━━━━━ EXCERPTED PASSAGE ━━━━━

A Narrative Of Healing
While the locals of Odisha have doubtless emerged as the uncrowned heroic protagonists of this dreadful saga – as also marked in the Honourable PM’s laudatory note – the least we can do is to not rush into casting the villains of this tragedy. In this moment of national distress, we need to hear the truth in a tongue that can help us heal and remedy our collective lapses.
One way to disseminate the semblance of a means of healing – for the deceased passengers’ families, the algorithms of whose lives and memories lie agonisingly altered, and those who are raising questions on the railways’ administrative efficiency – is to ascertain whether the horrible crash was not the outcome of the administration’s inattention but that of a sabotage. The Railway ministry, on Sunday, jointly attributed the crash to “a change made in the electronic interlocking and point machine,” overruling the possibility of a signal malfunctioning. The Prime Minister too has promised the strictest punishment for the guilty.
There is merit in a willing suspension of disbelief towards the ministry’s claims, since it is not fiery questions hurled at the railways but a belief that the fourth-largest railway network in the world did not let its people down that can help us draw a breath of sobriety at this wounded juncture.
Beyond Spectatorial Approach
But when the sorrow has sobered down, questions pertaining to the institutional challenges confronting the railways, may continue to linger. How well we pose these before the powers that be may determine whether we want to be the spectators of a green-flag signalling of euphoric railway projects or responsibly vigilant citizens for our own sakes and that of the railways.
The frequency of railway derailments has come down progressively since 2000, and particularly since 2014. Beginning with a record of railway casualties touching 300, annually, in around 2000, in 2020, India recorded a two-year period of zero railway casualties. By 2019, India had reformed thousands of unguarded railway crossings, increased its underpasses and frequency of signal conductors. Nevertheless, about 98 percent of British India’s railroads were constructed between 1870 and 1930, leaving a rail system that is potentially still in need of greater professionalisation and infrastructure reforms.
This is not least because the 2022 report by the Comptroller and Auditor General (CAG), Derailment in Indian Railways claims that close to 70 percent of railway accidents during 2017-2021 were attributable to derailments – what occurred before the collision at Bahanaga Bazar on Friday. The CAG report also indicates a systemic underutilisation of funds from the Rashtriya Rail Sanraksha Kosh (est. 2017-18), noting a downward trend between 2018 and 2020 in the funds allocated for track modernisation.
Heeding Premonitions
Problems of understaffing and surrendering of railway allocated funds do not get adequately highlighted in the citizen’s imagination amidst celebrations of a technological nationalism aided by the government’s otherwise praiseworthy initiatives on bullet trains, superfast trains and pilgrimage circuits. Furthermore, while the anti-collision system (Kavach) has been in the works since at least 2011, it is yet to become operational on many sections of major routes like the Delhi-Howrah and Delhi-Mumbai sections, come 2024.

━━━━━ GIVEN INFORMATION ━━━━━

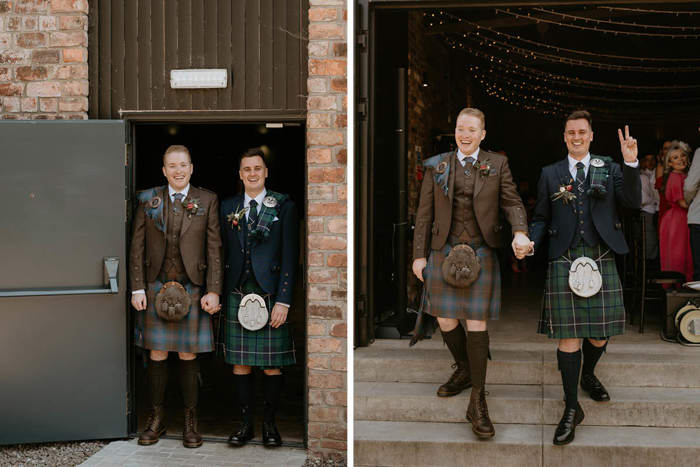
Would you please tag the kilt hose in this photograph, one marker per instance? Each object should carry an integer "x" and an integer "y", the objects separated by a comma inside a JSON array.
[
  {"x": 266, "y": 348},
  {"x": 480, "y": 301},
  {"x": 192, "y": 334},
  {"x": 566, "y": 315}
]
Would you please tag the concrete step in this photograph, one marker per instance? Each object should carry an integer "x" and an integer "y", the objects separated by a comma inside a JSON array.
[
  {"x": 529, "y": 404},
  {"x": 453, "y": 444},
  {"x": 516, "y": 366}
]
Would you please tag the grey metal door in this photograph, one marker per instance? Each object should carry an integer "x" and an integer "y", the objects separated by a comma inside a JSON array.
[{"x": 63, "y": 346}]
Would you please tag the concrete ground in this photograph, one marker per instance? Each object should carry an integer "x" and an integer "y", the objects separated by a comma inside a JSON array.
[{"x": 171, "y": 453}]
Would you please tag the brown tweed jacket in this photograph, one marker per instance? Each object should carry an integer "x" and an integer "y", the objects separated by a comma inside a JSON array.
[
  {"x": 200, "y": 240},
  {"x": 492, "y": 193}
]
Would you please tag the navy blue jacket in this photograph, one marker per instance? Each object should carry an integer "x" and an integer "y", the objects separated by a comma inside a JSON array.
[
  {"x": 274, "y": 260},
  {"x": 559, "y": 220}
]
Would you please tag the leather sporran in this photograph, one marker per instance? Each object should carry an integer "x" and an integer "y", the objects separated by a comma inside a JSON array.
[
  {"x": 173, "y": 302},
  {"x": 461, "y": 267}
]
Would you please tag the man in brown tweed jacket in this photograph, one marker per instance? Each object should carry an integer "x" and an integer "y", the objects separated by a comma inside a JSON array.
[
  {"x": 459, "y": 204},
  {"x": 176, "y": 243}
]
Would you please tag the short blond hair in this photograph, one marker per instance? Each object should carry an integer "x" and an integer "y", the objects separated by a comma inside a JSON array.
[{"x": 473, "y": 112}]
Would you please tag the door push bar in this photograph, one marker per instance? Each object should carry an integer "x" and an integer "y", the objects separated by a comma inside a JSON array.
[{"x": 111, "y": 285}]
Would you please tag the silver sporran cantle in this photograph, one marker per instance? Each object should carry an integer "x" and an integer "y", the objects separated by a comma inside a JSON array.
[
  {"x": 584, "y": 277},
  {"x": 252, "y": 312}
]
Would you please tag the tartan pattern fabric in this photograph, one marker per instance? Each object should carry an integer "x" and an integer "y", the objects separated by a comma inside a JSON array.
[
  {"x": 566, "y": 315},
  {"x": 193, "y": 334},
  {"x": 267, "y": 347},
  {"x": 480, "y": 301}
]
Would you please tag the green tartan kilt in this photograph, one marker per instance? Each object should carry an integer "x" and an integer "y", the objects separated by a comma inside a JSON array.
[
  {"x": 267, "y": 347},
  {"x": 566, "y": 315}
]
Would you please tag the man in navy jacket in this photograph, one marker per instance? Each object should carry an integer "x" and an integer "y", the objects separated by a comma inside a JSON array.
[{"x": 260, "y": 253}]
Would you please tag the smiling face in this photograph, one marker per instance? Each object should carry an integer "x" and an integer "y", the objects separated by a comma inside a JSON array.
[
  {"x": 469, "y": 133},
  {"x": 177, "y": 168},
  {"x": 253, "y": 173},
  {"x": 578, "y": 136}
]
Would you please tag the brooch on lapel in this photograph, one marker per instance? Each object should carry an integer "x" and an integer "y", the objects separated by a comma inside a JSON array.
[
  {"x": 191, "y": 206},
  {"x": 235, "y": 218},
  {"x": 565, "y": 193}
]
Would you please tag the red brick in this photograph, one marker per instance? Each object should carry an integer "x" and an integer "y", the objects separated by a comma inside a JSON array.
[
  {"x": 327, "y": 209},
  {"x": 74, "y": 55},
  {"x": 73, "y": 104},
  {"x": 69, "y": 6},
  {"x": 30, "y": 6},
  {"x": 325, "y": 311},
  {"x": 339, "y": 84},
  {"x": 29, "y": 40},
  {"x": 323, "y": 14},
  {"x": 31, "y": 73},
  {"x": 327, "y": 242},
  {"x": 318, "y": 156},
  {"x": 337, "y": 260},
  {"x": 325, "y": 137},
  {"x": 44, "y": 89},
  {"x": 326, "y": 31},
  {"x": 326, "y": 175},
  {"x": 72, "y": 22},
  {"x": 338, "y": 225},
  {"x": 48, "y": 104},
  {"x": 327, "y": 67},
  {"x": 340, "y": 49},
  {"x": 68, "y": 39},
  {"x": 10, "y": 89},
  {"x": 340, "y": 330},
  {"x": 45, "y": 56}
]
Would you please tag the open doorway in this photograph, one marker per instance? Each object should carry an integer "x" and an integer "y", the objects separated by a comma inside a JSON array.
[{"x": 215, "y": 150}]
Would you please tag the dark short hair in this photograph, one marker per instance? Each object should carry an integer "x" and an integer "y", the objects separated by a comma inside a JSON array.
[
  {"x": 253, "y": 152},
  {"x": 176, "y": 148},
  {"x": 578, "y": 115}
]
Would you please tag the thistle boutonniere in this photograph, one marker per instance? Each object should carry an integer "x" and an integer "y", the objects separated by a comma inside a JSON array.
[
  {"x": 483, "y": 167},
  {"x": 235, "y": 218},
  {"x": 191, "y": 206},
  {"x": 565, "y": 193}
]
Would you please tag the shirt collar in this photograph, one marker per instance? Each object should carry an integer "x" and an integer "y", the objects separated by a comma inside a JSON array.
[{"x": 172, "y": 191}]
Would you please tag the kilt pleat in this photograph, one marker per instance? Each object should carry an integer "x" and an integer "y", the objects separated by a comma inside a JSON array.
[
  {"x": 267, "y": 347},
  {"x": 480, "y": 301},
  {"x": 566, "y": 315},
  {"x": 192, "y": 334}
]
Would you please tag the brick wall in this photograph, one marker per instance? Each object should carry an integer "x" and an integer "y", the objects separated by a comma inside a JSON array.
[
  {"x": 43, "y": 59},
  {"x": 327, "y": 228}
]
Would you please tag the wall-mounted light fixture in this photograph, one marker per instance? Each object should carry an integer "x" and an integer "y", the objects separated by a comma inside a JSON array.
[{"x": 198, "y": 78}]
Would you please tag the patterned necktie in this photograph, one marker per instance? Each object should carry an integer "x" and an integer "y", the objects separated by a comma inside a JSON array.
[
  {"x": 253, "y": 213},
  {"x": 580, "y": 176}
]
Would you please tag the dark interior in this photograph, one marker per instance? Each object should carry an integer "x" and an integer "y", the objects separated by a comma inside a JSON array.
[
  {"x": 525, "y": 99},
  {"x": 215, "y": 149}
]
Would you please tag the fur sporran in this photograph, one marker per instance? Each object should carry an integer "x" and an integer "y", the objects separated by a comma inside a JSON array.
[
  {"x": 461, "y": 267},
  {"x": 173, "y": 302}
]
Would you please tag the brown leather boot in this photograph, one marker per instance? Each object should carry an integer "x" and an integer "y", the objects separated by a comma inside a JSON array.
[
  {"x": 478, "y": 414},
  {"x": 190, "y": 437},
  {"x": 458, "y": 382},
  {"x": 155, "y": 428}
]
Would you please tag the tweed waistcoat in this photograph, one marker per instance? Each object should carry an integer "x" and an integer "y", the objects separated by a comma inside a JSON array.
[
  {"x": 585, "y": 229},
  {"x": 173, "y": 268},
  {"x": 464, "y": 228}
]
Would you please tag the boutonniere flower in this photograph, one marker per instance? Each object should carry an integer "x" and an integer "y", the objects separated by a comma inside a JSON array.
[
  {"x": 483, "y": 167},
  {"x": 565, "y": 193},
  {"x": 191, "y": 206},
  {"x": 235, "y": 218}
]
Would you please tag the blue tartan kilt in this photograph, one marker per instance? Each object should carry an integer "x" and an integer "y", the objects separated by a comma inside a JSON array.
[
  {"x": 192, "y": 334},
  {"x": 266, "y": 348},
  {"x": 480, "y": 301},
  {"x": 566, "y": 315}
]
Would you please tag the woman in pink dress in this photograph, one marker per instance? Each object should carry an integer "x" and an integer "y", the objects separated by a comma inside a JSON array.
[{"x": 674, "y": 235}]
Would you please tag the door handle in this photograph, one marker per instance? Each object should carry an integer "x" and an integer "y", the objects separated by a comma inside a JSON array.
[{"x": 111, "y": 284}]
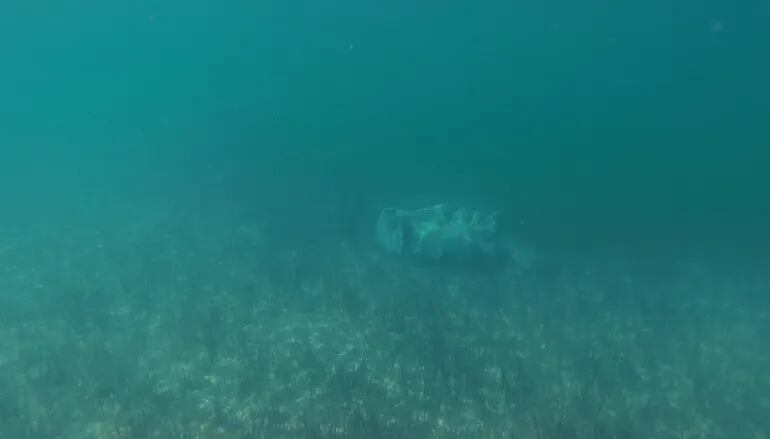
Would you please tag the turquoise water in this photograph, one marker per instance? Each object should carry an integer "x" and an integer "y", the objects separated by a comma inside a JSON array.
[{"x": 158, "y": 156}]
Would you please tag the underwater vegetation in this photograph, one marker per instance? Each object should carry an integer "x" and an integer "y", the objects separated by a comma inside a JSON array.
[{"x": 185, "y": 327}]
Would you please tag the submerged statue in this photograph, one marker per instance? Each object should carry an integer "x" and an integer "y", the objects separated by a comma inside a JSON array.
[{"x": 439, "y": 233}]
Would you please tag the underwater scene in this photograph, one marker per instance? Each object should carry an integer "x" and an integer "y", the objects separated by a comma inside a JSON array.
[{"x": 403, "y": 219}]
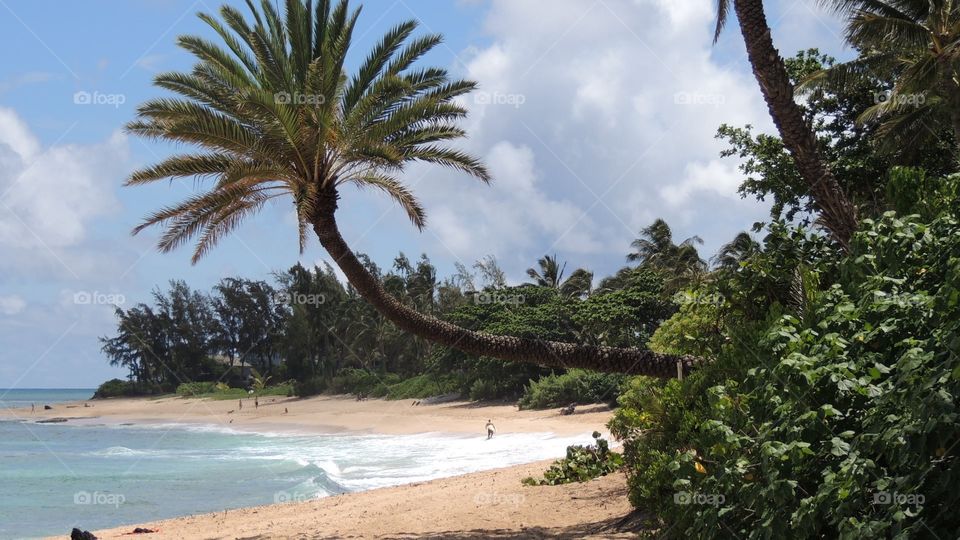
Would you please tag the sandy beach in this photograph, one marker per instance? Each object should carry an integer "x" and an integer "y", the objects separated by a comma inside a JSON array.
[
  {"x": 490, "y": 504},
  {"x": 486, "y": 504},
  {"x": 324, "y": 414}
]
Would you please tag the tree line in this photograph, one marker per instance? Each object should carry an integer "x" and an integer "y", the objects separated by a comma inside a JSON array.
[{"x": 308, "y": 326}]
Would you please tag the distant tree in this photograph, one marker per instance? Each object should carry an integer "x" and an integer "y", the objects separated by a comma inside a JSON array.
[{"x": 550, "y": 273}]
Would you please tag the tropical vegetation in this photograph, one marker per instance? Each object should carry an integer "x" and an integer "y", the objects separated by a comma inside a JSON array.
[{"x": 804, "y": 383}]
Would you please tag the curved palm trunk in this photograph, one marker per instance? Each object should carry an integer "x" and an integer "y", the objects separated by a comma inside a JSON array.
[
  {"x": 838, "y": 213},
  {"x": 951, "y": 91},
  {"x": 546, "y": 353}
]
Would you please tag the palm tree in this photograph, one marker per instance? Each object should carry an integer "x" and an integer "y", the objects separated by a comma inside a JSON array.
[
  {"x": 731, "y": 254},
  {"x": 655, "y": 250},
  {"x": 550, "y": 275},
  {"x": 914, "y": 44},
  {"x": 839, "y": 215},
  {"x": 276, "y": 116}
]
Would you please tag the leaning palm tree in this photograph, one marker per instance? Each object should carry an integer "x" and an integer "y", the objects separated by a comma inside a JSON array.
[
  {"x": 550, "y": 274},
  {"x": 274, "y": 115},
  {"x": 839, "y": 215},
  {"x": 736, "y": 251},
  {"x": 916, "y": 45},
  {"x": 680, "y": 264},
  {"x": 654, "y": 249}
]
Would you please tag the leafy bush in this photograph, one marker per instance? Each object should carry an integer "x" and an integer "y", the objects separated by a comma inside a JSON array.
[
  {"x": 581, "y": 464},
  {"x": 838, "y": 420},
  {"x": 310, "y": 387},
  {"x": 122, "y": 388},
  {"x": 354, "y": 381},
  {"x": 194, "y": 389},
  {"x": 575, "y": 386},
  {"x": 421, "y": 386}
]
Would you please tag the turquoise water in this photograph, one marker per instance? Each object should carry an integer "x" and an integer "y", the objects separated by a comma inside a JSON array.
[
  {"x": 23, "y": 397},
  {"x": 58, "y": 476}
]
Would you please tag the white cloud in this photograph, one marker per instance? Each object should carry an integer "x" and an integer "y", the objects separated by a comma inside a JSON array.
[
  {"x": 48, "y": 197},
  {"x": 596, "y": 118},
  {"x": 11, "y": 305}
]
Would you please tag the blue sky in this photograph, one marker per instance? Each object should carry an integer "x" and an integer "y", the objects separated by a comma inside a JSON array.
[{"x": 595, "y": 116}]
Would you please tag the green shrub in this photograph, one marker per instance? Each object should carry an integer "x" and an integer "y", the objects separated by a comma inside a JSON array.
[
  {"x": 310, "y": 387},
  {"x": 581, "y": 464},
  {"x": 575, "y": 386},
  {"x": 354, "y": 381},
  {"x": 122, "y": 388},
  {"x": 421, "y": 386},
  {"x": 839, "y": 419},
  {"x": 194, "y": 389}
]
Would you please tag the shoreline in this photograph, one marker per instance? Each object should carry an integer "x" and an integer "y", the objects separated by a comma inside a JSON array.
[
  {"x": 473, "y": 505},
  {"x": 321, "y": 415},
  {"x": 485, "y": 504}
]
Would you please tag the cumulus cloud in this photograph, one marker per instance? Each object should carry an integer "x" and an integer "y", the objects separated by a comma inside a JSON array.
[
  {"x": 595, "y": 120},
  {"x": 11, "y": 305},
  {"x": 49, "y": 196}
]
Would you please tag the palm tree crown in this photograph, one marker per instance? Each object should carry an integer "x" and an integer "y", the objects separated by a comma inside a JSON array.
[
  {"x": 275, "y": 115},
  {"x": 914, "y": 44},
  {"x": 551, "y": 274}
]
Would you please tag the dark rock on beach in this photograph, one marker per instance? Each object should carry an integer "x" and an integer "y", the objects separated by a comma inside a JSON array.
[{"x": 77, "y": 534}]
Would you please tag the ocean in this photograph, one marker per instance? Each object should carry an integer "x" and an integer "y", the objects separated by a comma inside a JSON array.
[{"x": 92, "y": 475}]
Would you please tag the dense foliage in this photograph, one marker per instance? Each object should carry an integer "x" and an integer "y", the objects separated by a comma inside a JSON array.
[
  {"x": 581, "y": 463},
  {"x": 314, "y": 331}
]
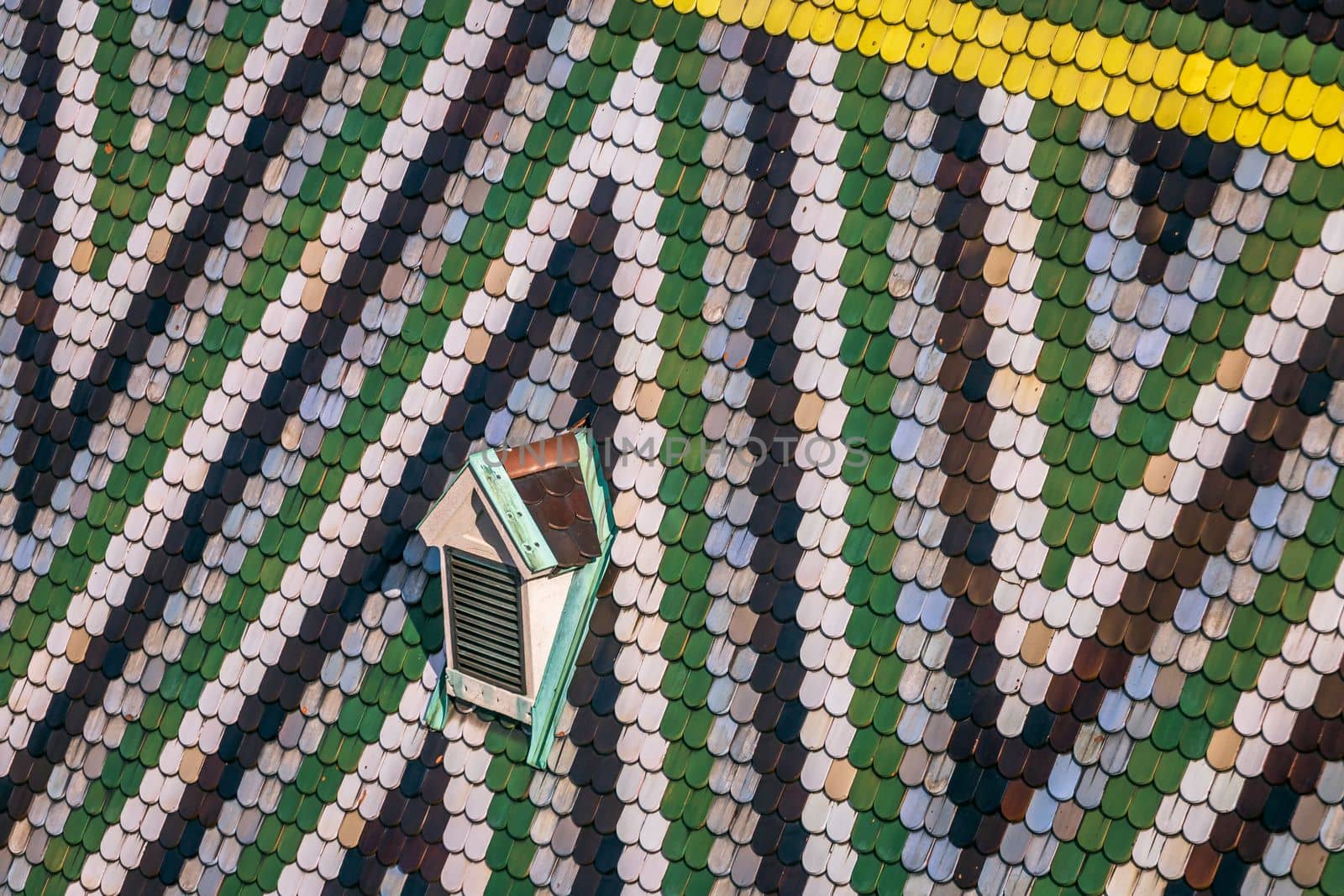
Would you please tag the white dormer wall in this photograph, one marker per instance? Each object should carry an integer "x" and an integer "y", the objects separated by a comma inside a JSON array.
[
  {"x": 543, "y": 604},
  {"x": 452, "y": 524}
]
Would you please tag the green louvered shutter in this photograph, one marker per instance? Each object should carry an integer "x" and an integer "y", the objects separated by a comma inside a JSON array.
[{"x": 486, "y": 620}]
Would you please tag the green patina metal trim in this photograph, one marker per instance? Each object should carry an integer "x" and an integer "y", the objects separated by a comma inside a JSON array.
[
  {"x": 578, "y": 610},
  {"x": 511, "y": 511}
]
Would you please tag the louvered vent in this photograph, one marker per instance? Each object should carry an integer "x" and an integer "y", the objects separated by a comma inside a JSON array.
[{"x": 486, "y": 621}]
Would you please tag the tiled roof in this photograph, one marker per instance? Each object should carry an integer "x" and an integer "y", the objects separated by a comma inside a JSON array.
[{"x": 998, "y": 342}]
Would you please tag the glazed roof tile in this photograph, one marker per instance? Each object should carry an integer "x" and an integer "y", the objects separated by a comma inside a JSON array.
[{"x": 965, "y": 372}]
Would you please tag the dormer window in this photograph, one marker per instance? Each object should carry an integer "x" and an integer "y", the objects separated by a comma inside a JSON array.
[{"x": 524, "y": 537}]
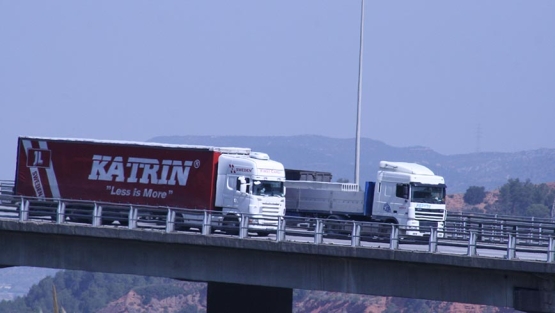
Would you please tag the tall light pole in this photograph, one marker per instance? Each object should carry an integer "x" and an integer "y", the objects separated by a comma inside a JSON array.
[{"x": 359, "y": 101}]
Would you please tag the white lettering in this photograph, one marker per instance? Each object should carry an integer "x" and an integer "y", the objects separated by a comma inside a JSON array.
[
  {"x": 149, "y": 193},
  {"x": 170, "y": 172}
]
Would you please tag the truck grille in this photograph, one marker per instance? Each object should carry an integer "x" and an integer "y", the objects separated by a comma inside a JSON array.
[{"x": 429, "y": 214}]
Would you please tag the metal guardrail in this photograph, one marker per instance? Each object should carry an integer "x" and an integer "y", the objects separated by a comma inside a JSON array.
[{"x": 510, "y": 243}]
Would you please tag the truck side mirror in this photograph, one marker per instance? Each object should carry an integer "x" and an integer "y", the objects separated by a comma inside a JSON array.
[
  {"x": 242, "y": 184},
  {"x": 402, "y": 191}
]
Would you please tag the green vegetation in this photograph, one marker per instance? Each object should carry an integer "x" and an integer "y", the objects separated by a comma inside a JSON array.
[
  {"x": 79, "y": 291},
  {"x": 474, "y": 195},
  {"x": 525, "y": 199}
]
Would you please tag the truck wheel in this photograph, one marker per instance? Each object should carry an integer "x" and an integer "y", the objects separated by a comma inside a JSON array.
[
  {"x": 232, "y": 225},
  {"x": 333, "y": 225},
  {"x": 384, "y": 230},
  {"x": 263, "y": 233}
]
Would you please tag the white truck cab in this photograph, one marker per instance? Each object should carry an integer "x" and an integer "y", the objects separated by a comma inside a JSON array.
[
  {"x": 412, "y": 195},
  {"x": 252, "y": 184}
]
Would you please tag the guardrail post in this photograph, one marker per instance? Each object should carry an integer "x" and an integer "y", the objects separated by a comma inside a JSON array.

━━━━━

In the piece on the Odisha rail crash, why does the author see merit in a willing suspension of disbelief toward the ministry's claims? Answer using only the text, not the records.

**EXERCISE ANSWER**
The author holds that fiery questions hurled at the railways will not help people draw a breath of sobriety at this wounded juncture. What can help is a belief that the fourth-largest railway network in the world did not let its people down.